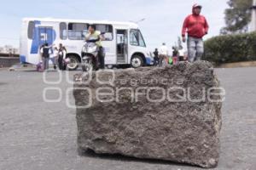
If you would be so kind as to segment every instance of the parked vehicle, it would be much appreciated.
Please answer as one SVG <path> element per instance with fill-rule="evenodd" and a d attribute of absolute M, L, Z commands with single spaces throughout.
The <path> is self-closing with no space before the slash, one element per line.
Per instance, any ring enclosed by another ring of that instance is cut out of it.
<path fill-rule="evenodd" d="M 108 68 L 119 65 L 140 67 L 153 65 L 153 56 L 146 47 L 138 26 L 131 22 L 26 18 L 22 20 L 20 62 L 38 65 L 39 47 L 44 43 L 62 43 L 69 59 L 68 70 L 76 70 L 82 62 L 81 49 L 90 24 L 105 32 L 102 46 Z"/>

GIVEN REQUEST.
Reproduce every row above word for word, leaving out the pictures.

CORRECT RESPONSE.
If you would be so kind as to segment every instance of the parked vehicle, it would be much appreciated.
Please answer as one SVG <path> element per instance with fill-rule="evenodd" and a d attribute of absolute M, L, Z commands with single spaces throughout.
The <path> is self-closing with no space before the slash, one element per line.
Per instance, any ring enclosed by another ring of that instance is cut out of it.
<path fill-rule="evenodd" d="M 108 68 L 119 65 L 140 67 L 153 65 L 153 56 L 146 47 L 138 26 L 131 22 L 26 18 L 22 20 L 20 62 L 38 65 L 39 47 L 44 43 L 62 43 L 69 59 L 68 70 L 76 70 L 82 62 L 81 49 L 90 24 L 105 32 L 102 46 Z"/>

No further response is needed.